→ The data
▼

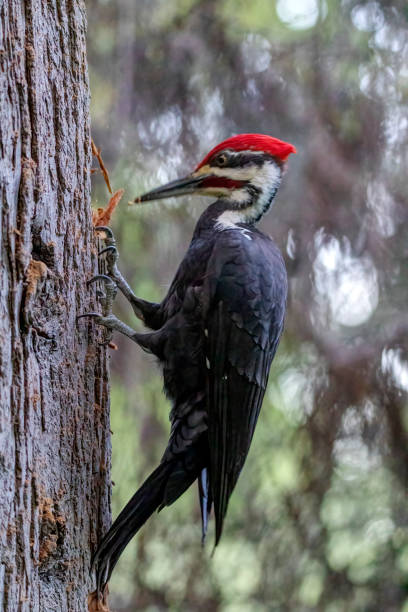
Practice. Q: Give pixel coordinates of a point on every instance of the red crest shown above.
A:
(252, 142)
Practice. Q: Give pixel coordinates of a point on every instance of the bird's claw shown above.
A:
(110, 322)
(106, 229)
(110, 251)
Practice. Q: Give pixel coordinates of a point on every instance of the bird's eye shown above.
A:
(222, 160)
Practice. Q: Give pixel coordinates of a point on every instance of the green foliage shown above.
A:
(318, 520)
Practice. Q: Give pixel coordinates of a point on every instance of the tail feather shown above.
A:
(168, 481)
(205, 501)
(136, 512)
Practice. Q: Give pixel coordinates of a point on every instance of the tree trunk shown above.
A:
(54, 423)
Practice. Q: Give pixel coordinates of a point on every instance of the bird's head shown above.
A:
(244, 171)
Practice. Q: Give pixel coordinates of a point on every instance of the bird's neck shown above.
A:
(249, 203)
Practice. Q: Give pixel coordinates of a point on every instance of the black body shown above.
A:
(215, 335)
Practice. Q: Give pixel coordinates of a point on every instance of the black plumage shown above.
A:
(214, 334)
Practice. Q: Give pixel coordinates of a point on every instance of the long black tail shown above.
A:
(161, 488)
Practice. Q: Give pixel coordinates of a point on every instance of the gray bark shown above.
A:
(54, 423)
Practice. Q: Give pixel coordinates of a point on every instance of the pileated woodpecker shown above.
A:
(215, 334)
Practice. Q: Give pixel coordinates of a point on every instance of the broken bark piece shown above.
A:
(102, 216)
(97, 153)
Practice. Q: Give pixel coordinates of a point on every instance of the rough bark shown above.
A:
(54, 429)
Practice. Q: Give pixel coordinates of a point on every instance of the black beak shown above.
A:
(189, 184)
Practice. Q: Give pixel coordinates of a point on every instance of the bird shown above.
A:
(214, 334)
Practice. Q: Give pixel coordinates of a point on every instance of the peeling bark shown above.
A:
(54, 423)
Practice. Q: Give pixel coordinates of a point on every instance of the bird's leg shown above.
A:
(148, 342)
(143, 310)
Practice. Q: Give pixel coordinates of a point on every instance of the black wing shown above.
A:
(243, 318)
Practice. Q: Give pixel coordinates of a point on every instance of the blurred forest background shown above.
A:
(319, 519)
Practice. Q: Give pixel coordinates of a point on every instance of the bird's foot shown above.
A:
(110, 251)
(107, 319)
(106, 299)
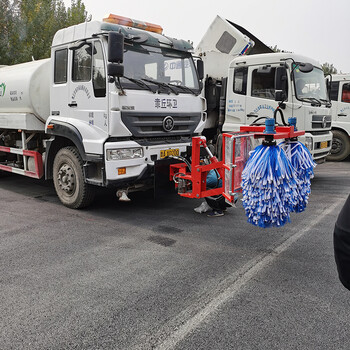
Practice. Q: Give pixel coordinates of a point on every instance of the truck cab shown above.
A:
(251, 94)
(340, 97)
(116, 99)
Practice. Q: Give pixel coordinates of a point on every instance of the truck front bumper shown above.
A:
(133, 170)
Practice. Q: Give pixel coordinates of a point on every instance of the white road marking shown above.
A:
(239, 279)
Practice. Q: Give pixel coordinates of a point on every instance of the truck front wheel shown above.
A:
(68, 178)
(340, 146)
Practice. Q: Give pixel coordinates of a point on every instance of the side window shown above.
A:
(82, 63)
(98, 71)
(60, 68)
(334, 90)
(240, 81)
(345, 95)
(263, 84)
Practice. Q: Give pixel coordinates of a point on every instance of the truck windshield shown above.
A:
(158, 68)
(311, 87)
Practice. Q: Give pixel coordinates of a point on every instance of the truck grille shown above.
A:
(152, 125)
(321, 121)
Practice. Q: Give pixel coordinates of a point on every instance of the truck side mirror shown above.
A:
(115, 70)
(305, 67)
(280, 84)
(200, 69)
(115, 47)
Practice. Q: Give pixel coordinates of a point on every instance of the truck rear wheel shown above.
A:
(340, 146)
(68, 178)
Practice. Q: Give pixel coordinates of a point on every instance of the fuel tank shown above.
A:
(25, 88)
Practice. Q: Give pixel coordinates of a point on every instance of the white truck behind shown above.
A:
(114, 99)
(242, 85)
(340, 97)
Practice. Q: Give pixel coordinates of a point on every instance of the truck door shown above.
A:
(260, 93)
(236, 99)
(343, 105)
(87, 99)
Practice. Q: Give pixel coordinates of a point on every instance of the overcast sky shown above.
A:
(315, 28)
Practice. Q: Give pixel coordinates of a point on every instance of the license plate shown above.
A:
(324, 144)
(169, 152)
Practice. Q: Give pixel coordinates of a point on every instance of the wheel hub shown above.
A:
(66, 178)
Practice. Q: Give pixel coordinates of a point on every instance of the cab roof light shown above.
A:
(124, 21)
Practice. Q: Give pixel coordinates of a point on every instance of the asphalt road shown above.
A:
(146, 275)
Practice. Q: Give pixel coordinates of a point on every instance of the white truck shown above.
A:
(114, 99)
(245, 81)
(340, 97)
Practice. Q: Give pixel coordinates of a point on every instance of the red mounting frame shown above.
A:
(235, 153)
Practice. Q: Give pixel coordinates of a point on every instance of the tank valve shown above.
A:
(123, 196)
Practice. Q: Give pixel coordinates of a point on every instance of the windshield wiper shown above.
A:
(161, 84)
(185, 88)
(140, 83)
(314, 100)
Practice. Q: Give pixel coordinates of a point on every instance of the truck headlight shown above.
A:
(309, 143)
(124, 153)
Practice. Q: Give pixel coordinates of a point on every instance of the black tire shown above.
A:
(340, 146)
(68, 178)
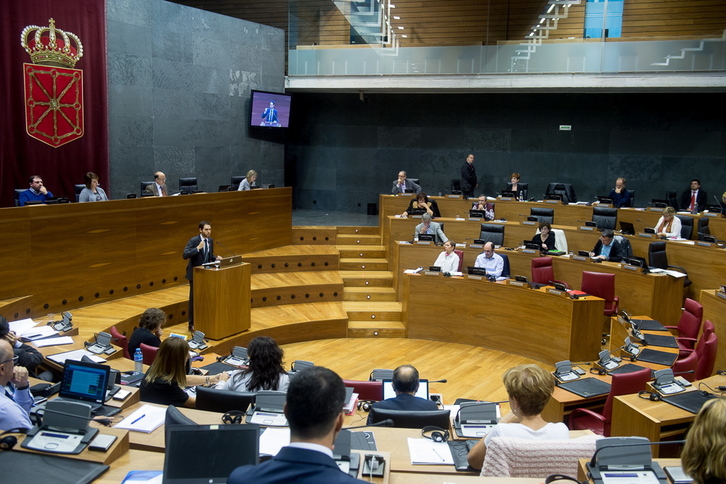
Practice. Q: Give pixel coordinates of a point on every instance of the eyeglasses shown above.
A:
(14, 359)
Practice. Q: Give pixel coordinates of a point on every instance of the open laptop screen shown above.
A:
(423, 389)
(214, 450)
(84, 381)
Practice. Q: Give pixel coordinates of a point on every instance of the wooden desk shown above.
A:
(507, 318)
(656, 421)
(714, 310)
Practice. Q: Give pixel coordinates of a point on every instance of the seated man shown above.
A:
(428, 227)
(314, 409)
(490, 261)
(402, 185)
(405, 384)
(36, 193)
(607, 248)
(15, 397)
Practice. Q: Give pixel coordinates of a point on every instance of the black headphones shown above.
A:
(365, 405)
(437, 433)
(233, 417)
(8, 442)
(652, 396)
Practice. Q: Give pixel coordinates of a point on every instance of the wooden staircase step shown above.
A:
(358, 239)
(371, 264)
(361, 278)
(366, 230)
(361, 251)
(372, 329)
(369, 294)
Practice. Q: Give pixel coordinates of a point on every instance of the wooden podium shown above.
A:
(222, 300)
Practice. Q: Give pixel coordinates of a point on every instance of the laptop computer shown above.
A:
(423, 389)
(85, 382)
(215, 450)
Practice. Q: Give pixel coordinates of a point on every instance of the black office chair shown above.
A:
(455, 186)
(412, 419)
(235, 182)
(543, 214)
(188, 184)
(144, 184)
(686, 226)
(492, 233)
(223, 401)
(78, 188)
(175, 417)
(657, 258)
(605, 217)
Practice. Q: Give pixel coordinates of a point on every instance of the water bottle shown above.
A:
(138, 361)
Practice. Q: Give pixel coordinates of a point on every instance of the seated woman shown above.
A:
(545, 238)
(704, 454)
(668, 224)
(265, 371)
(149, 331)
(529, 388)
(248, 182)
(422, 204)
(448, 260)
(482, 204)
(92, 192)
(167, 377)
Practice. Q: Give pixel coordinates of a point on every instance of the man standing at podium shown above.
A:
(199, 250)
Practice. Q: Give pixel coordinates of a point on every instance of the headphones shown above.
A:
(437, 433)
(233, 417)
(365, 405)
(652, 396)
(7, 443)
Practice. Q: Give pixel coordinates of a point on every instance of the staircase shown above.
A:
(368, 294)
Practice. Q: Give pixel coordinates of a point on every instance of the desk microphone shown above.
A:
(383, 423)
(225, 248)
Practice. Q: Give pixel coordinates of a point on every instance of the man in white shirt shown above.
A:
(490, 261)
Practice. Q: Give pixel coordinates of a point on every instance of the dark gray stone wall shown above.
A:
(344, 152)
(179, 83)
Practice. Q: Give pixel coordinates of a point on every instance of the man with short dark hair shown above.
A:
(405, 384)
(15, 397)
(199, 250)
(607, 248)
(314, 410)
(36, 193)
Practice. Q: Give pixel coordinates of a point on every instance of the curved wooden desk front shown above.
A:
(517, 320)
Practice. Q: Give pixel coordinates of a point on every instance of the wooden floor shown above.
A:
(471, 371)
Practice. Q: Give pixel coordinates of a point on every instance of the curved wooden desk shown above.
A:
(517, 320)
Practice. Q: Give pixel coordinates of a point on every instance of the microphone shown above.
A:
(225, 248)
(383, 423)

▲

→ Your objective
Report every line containing the string "tail" in the material.

→ Answer section
Practice. Q: Give pixel coordinates of a point on every instance of the tail feather shown above.
Practice. Q: Give pixel coordinates of a point on every instance of the long black tail shown above.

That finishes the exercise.